» **DOCUMENT EXCERPT**

# Comp Cams XE256 idle is nice



## extinctmake (Feb 8, 2011)

I have been involved in a number of forum discussions about camshaft selection when building a Pontiac V8 to run well on lower compression.

I have a '65 GTO 389 that I want to rebuild to run effectively on today's mediocre fuel.

In the midst of the forums revolving around my planned build the Comp Cams Extreme Energy, or XE Series camshafts have been highly recommeded. The two the most often recommended are part number XE 262 and XE 268. 

These two seem to have very aggressive profiles and upon researching the specs of these two grinds I stumbled across the baby brother of these two grinds; the XE 256. 

I found a You Tube video of a car equipped with this cam and it idles very nice.

It is a Camaro with a stroker Chevrolet 383 V8. However, I believe this engine is very comparable to a Pontiac 389-400 with the same cam.

» **TASKS TO CARRY OUT**
**1)** From the camshaft forum post, return the passage that opens with the words containing "## extinctmake (Feb" and closes with "idles very nice.".
**2)** In the camshaft forum post, why does the poster treat a video of a Chevrolet-powered Camaro as relevant to his Pontiac build?
**3)** Extend the camshaft forum post with new sentences that pick up after its final line.
The entries that follow have nothing to do with the camshaft forum post.

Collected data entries

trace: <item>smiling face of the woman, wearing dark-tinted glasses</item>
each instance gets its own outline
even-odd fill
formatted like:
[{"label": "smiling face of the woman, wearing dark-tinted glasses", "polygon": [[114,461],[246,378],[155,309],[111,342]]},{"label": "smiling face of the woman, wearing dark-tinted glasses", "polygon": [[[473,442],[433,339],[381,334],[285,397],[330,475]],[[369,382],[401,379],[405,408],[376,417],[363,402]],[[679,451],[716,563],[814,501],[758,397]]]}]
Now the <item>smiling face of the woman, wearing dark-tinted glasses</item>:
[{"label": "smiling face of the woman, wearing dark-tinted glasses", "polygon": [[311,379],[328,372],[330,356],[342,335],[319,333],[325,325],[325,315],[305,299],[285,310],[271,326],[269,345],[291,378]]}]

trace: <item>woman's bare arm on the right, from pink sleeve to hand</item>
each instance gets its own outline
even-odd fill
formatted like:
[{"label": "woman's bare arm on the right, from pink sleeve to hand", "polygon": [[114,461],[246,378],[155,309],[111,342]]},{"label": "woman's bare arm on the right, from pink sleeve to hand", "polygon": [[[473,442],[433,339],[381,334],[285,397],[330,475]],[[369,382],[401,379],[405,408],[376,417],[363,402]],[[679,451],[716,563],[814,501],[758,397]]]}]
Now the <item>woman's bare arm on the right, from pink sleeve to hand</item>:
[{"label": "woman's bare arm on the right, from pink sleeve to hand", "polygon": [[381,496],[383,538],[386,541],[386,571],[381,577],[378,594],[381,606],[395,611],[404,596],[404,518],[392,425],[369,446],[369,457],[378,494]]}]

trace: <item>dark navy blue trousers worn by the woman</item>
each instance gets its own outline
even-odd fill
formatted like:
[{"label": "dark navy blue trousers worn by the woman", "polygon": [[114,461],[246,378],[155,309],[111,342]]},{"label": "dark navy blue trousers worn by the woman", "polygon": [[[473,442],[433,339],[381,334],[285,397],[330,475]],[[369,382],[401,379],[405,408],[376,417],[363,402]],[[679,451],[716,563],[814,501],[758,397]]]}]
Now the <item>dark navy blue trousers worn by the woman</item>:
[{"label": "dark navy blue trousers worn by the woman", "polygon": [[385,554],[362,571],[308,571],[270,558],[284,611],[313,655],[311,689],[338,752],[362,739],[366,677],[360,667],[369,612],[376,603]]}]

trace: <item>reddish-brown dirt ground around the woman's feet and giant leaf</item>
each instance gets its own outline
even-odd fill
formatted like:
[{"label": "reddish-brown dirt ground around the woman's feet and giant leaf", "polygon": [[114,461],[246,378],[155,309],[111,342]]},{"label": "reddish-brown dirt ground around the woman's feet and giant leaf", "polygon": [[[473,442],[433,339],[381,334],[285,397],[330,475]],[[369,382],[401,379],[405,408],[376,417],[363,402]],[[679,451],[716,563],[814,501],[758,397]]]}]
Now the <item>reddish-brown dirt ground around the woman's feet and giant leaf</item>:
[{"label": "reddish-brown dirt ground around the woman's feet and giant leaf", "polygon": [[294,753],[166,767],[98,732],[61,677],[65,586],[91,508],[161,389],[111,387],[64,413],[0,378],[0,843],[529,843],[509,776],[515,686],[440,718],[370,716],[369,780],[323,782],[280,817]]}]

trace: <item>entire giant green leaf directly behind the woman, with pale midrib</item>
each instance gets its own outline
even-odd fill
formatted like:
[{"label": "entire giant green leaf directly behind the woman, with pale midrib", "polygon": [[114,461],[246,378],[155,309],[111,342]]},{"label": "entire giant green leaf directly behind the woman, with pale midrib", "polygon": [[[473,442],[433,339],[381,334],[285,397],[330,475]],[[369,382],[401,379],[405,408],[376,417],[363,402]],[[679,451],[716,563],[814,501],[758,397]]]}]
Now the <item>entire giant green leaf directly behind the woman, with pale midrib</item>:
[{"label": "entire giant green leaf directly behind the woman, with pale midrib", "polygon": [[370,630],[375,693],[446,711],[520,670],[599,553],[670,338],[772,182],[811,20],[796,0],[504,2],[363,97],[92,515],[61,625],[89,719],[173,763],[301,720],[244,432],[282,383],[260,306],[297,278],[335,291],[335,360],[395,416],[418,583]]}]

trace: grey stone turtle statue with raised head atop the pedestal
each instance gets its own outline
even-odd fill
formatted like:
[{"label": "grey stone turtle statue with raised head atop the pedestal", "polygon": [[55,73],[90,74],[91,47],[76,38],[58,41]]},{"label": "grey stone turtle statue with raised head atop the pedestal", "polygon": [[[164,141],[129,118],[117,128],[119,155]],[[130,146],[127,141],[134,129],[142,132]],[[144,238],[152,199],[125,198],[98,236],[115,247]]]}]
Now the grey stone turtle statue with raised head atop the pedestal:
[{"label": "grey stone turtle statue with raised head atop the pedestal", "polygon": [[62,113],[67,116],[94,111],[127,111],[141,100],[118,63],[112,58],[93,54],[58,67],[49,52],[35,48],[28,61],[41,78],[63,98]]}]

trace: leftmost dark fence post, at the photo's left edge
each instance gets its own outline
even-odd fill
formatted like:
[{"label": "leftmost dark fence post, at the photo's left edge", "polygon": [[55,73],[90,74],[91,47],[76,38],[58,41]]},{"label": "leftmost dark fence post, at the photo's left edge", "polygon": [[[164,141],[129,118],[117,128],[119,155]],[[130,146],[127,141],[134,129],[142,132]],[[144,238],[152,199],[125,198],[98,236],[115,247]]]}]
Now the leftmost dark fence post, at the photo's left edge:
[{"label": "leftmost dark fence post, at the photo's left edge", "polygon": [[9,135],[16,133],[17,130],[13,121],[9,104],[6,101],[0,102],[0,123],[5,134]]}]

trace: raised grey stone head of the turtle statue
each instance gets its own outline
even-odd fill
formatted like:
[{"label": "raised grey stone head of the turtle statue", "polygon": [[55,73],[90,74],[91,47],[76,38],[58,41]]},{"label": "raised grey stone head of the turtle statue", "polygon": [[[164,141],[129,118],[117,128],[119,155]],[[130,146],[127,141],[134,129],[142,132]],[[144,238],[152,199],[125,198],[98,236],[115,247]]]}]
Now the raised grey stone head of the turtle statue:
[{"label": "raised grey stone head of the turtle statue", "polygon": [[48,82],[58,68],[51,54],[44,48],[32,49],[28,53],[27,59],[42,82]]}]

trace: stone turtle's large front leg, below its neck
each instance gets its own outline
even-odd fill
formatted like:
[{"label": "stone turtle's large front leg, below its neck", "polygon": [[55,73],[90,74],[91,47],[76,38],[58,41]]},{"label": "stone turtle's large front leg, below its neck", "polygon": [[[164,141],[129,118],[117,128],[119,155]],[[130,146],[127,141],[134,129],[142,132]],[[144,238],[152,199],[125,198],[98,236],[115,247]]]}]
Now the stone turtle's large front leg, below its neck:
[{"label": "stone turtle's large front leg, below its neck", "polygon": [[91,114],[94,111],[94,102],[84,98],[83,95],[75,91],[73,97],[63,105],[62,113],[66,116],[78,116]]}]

---

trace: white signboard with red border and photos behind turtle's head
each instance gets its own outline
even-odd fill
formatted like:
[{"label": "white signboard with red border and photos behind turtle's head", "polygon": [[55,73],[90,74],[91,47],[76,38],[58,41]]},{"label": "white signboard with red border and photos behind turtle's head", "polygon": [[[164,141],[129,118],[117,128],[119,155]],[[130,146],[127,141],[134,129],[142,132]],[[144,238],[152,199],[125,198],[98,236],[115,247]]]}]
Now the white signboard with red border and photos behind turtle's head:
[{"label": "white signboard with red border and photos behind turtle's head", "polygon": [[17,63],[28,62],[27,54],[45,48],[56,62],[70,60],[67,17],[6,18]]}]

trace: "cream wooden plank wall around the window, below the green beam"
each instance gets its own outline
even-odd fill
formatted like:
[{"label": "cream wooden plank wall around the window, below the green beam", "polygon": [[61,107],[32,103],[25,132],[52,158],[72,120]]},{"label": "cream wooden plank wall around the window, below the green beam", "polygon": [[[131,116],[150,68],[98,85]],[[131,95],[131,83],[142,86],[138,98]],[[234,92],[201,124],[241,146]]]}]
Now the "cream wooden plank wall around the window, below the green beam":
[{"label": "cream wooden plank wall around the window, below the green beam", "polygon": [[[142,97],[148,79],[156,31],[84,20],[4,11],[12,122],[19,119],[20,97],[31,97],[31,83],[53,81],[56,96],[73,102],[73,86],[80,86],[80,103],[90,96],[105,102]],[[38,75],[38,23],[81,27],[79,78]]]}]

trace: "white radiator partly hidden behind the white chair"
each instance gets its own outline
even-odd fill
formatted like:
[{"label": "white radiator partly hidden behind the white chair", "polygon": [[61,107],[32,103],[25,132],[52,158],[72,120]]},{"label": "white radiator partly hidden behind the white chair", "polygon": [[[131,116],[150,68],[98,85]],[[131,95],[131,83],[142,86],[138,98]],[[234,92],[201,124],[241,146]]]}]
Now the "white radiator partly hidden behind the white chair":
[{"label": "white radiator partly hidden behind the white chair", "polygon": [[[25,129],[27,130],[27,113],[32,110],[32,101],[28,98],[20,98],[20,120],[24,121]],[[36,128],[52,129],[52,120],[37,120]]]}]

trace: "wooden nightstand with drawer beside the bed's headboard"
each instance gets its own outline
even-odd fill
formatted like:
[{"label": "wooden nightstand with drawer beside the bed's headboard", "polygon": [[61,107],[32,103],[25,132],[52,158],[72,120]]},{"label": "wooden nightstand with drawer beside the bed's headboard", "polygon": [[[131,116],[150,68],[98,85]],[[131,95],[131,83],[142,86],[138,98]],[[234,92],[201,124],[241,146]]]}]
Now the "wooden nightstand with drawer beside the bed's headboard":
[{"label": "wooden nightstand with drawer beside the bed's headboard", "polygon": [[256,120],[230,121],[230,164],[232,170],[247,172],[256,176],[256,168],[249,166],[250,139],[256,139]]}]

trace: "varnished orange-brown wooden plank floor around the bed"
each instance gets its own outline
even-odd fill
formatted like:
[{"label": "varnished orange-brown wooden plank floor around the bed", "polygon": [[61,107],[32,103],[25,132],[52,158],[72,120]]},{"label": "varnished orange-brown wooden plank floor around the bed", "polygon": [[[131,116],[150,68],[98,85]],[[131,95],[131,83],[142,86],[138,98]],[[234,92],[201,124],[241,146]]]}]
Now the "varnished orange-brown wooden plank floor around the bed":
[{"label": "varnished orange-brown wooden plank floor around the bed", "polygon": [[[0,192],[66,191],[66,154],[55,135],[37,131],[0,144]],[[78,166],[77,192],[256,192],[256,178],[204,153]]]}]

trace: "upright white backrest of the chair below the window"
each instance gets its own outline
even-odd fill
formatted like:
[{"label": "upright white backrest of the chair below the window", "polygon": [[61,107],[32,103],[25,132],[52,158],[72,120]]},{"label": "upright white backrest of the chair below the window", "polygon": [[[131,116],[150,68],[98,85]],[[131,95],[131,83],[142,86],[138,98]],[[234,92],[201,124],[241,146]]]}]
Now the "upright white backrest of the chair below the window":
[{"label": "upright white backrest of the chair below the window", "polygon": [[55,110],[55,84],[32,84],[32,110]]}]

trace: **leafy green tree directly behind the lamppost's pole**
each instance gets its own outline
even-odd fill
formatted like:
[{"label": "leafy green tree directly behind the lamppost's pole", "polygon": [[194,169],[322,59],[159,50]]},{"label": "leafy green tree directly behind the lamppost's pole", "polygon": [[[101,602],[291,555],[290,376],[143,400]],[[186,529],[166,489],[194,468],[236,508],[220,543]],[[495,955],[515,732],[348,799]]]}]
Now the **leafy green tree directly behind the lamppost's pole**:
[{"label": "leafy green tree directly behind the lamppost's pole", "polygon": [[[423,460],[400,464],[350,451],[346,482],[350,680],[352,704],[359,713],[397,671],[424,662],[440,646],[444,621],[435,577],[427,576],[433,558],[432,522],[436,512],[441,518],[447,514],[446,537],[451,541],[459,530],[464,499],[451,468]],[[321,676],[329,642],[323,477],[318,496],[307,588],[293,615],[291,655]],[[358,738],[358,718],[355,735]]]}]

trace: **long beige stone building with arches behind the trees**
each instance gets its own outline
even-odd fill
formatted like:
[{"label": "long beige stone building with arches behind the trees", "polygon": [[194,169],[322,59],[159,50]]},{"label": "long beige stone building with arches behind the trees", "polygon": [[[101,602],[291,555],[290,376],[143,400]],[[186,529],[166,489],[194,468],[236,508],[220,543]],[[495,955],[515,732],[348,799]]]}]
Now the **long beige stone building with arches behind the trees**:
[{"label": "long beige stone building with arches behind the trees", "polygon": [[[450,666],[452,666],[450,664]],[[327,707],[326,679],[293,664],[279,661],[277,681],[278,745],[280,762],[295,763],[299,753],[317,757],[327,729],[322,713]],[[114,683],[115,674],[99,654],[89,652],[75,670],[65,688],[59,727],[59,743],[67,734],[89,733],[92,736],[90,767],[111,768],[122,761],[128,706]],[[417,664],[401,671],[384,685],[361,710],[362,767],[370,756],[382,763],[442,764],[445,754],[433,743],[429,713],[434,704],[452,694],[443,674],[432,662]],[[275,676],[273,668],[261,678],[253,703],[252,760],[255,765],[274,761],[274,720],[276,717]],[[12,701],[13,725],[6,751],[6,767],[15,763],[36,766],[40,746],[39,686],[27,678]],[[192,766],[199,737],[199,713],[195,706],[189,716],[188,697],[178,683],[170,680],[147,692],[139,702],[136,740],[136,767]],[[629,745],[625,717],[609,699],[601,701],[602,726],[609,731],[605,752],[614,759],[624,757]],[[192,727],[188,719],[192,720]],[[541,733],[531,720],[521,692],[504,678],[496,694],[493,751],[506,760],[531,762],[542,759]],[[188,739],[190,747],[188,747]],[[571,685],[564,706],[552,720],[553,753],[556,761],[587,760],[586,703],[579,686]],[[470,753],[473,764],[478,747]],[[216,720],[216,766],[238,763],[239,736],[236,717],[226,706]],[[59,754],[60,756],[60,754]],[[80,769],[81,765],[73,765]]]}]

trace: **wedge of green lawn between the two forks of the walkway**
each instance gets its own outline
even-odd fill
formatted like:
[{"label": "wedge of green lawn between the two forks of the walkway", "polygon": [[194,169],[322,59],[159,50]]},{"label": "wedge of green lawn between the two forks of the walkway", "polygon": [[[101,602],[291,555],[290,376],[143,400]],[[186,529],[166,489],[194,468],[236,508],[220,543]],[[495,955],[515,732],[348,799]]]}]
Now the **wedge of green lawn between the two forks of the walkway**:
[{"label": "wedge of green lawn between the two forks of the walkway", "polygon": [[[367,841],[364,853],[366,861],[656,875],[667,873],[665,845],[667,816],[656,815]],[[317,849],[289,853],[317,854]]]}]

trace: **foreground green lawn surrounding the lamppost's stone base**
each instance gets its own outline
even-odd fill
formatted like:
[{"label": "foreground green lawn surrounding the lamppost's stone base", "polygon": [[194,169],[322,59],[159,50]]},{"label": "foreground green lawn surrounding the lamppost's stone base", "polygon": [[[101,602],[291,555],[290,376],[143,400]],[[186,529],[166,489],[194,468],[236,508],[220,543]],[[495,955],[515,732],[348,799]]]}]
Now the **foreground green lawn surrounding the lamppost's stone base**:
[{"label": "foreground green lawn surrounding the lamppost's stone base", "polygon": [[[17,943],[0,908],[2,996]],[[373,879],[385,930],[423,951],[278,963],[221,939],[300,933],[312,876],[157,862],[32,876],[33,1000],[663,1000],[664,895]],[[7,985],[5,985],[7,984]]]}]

==

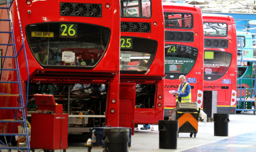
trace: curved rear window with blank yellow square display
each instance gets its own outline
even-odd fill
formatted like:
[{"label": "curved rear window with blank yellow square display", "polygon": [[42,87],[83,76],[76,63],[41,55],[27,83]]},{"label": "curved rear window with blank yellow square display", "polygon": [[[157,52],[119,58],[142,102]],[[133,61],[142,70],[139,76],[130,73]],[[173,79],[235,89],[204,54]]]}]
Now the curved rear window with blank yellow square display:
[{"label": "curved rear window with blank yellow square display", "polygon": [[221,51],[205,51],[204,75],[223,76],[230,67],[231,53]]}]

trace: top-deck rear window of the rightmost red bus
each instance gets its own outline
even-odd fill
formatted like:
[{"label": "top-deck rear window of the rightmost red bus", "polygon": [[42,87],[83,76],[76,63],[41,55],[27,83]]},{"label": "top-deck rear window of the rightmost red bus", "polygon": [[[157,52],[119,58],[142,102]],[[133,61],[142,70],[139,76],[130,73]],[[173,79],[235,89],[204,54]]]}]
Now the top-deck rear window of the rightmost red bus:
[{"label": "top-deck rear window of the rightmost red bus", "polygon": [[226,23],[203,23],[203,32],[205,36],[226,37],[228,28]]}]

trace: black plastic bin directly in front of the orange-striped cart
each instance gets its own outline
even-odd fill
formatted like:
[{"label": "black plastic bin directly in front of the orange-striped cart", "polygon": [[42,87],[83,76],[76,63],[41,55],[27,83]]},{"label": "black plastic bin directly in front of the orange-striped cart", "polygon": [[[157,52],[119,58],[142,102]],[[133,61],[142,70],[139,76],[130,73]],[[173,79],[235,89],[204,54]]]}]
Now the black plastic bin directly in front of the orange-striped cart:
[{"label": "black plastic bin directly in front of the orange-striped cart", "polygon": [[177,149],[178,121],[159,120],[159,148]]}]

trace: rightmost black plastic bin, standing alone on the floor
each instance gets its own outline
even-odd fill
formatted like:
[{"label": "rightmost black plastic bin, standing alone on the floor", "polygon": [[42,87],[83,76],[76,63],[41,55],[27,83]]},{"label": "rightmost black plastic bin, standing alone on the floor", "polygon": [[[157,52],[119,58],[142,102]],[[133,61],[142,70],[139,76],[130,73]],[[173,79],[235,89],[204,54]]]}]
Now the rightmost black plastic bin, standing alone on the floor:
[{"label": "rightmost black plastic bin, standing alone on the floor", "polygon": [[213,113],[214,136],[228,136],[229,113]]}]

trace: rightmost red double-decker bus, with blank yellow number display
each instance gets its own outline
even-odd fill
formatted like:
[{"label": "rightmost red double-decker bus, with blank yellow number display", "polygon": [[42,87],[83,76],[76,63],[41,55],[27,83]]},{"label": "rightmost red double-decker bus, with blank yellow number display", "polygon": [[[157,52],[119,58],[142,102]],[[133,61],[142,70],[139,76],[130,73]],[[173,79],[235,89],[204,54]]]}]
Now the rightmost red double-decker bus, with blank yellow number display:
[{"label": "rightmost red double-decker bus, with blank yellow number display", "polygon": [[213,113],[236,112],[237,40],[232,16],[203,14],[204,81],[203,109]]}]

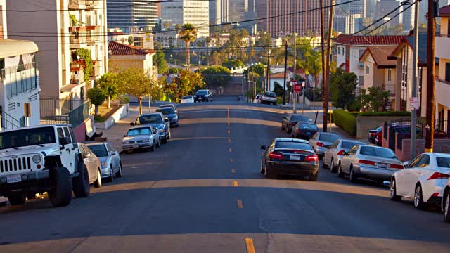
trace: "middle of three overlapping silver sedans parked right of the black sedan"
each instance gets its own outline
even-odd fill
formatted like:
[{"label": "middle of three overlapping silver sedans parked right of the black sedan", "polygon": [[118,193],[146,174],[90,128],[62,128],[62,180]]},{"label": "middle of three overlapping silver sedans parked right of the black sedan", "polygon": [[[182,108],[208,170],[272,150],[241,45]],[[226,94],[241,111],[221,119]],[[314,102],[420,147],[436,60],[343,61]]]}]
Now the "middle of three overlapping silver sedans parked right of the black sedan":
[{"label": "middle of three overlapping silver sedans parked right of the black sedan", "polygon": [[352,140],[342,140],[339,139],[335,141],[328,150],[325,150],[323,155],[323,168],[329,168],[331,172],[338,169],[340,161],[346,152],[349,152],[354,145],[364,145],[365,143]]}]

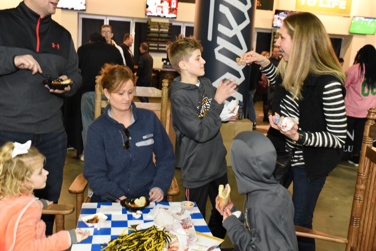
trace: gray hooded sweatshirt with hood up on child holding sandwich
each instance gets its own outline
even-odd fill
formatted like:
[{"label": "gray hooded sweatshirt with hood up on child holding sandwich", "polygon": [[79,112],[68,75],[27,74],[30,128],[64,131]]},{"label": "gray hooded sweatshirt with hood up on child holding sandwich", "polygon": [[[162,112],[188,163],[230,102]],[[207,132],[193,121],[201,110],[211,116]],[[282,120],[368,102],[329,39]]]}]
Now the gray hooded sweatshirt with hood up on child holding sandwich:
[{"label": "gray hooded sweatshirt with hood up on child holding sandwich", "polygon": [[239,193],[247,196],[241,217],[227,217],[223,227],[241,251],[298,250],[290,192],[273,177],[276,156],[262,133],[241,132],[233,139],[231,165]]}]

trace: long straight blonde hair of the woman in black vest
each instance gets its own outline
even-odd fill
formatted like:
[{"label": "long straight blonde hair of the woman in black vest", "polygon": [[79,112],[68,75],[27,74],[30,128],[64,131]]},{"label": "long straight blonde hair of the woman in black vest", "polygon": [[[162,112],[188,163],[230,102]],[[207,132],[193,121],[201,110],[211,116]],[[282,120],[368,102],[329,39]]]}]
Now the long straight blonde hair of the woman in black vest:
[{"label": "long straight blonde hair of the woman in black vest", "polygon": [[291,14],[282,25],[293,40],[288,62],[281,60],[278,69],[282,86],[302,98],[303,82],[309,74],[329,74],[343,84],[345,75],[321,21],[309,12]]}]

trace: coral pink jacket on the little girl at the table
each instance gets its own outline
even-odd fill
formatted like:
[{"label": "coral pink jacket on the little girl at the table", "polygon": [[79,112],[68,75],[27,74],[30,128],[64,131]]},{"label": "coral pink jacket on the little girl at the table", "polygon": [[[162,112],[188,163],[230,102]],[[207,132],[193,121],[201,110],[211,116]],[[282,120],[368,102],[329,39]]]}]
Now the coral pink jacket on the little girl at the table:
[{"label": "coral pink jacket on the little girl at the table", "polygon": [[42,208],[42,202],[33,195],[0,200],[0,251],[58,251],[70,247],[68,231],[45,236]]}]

» **EXPECTED OUTPUTS**
**1)**
## extinctmake (Feb 8, 2011)

I have been involved in a number of forum discussions about camshaft selection when building a Pontiac V8 to run well on lower compression.

I have a '65 GTO 389 that I want to rebuild to run effectively on today's mediocre fuel.

In the midst of the forums revolving around my planned build the Comp Cams Extreme Energy, or XE Series camshafts have been highly recommeded. The two the most often recommended are part number XE 262 and XE 268. 

These two seem to have very aggressive profiles and upon researching the specs of these two grinds I stumbled across the baby brother of these two grinds; the XE 256. 

I found a You Tube video of a car equipped with this cam and it idles very nice.

**2)** The Camaro in the video has a stroker Chevrolet 383 V8 with the XE 256 cam. The poster believes that engine is very comparable to a Pontiac 389-400 running the same cam, so its idle suggests how his own engine might behave.

**3)**
I even compared the specs of the XE 256 for Chevrolet and Pontiac V8s and found them both to be literally identical as indicated below:

Chevrolet lift intake/exhaust: .447/.454
Pontiac life intake/exhaust: .447/.455

Chevrolet duration intake/exhaust: 256/212 @.050 and 268/218 @.050
Pontiac duration intake/exhaust: 256/212 @ .050 and 268/218 @.050

Chevrolet Lobe lift intake/exhaust: .299/.304
Pontiac Lobe lift intake/exhaust: .298/.304

Get a load of how smooth this Chevy stroker 383 idles in this You tube video. I would like to think a Pontiac 389/400 would run just as smooth as this engine with the XE 256 cam.

https://www.youtube.com/watch?v=bNkZMTO9cX8

What do you think?


----------



## PontiacJim (Dec 29, 2012)

I think most all the factory cams run smooth until you get into the RAM Air cams which also include heads, exhaust, etc..

The *compression ratio* is what is most important in running on the lower grade pump gas. If you can get your engine down under 9 to 1 or really into the 8.5 -8.8 range, you'd do better if that is your goal.

Looking at all low compression engines for 1965 as an example, you will also see the same cam used in the higher compression engines- These are for the big cars, so you know they are smooth. GTO's used the 067 & 068 cams and we know they were all high compression.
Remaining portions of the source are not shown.